# Start of Material provided

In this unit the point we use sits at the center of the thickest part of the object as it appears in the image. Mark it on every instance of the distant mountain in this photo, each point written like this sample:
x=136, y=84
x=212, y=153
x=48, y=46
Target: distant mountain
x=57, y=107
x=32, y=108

# End of Material provided
# Start of Material provided

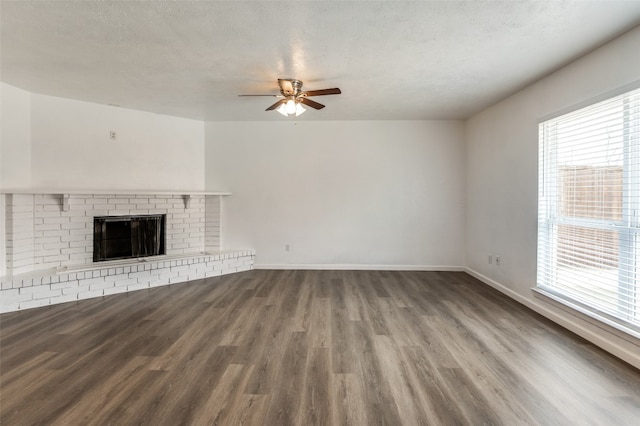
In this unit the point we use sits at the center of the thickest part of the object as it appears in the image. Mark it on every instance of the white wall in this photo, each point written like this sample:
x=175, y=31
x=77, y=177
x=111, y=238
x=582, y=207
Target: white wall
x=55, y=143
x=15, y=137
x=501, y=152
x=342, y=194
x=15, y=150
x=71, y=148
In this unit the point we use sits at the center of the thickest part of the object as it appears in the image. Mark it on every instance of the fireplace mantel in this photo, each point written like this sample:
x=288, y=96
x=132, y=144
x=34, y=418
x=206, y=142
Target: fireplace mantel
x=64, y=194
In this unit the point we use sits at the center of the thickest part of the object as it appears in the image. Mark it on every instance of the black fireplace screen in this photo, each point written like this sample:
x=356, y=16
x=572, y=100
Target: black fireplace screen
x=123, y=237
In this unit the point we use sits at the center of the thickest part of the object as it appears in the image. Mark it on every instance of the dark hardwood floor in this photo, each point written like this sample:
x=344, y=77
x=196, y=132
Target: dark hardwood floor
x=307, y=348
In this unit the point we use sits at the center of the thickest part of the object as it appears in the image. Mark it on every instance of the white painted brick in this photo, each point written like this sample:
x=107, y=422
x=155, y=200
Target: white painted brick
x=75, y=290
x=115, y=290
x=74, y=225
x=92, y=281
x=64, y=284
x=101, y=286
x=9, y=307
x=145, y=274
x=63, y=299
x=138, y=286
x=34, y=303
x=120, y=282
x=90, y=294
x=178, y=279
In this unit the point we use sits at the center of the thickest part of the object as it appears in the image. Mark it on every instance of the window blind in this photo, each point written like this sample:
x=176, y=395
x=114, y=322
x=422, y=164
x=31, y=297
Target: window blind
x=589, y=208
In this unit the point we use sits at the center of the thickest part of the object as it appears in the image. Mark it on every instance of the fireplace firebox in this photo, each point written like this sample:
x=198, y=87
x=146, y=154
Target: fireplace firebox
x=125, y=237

# End of Material provided
# Start of Material provided

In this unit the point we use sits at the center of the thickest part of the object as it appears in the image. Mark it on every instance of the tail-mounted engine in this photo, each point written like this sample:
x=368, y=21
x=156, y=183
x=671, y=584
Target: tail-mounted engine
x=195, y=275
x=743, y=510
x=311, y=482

# End of Material provided

▶ [Direction]
Transcribe verbatim the lines of the records from the one containing "of the dark" through the one containing "x=307, y=348", including both of these lines.

▶ [Response to the task]
In this unit the point we use sits at the center of the thickest part of the object as it appears in the image. Mark it on every instance of the dark hardwood floor in this photo, each point written like this sample:
x=344, y=77
x=196, y=132
Target: dark hardwood floor
x=307, y=348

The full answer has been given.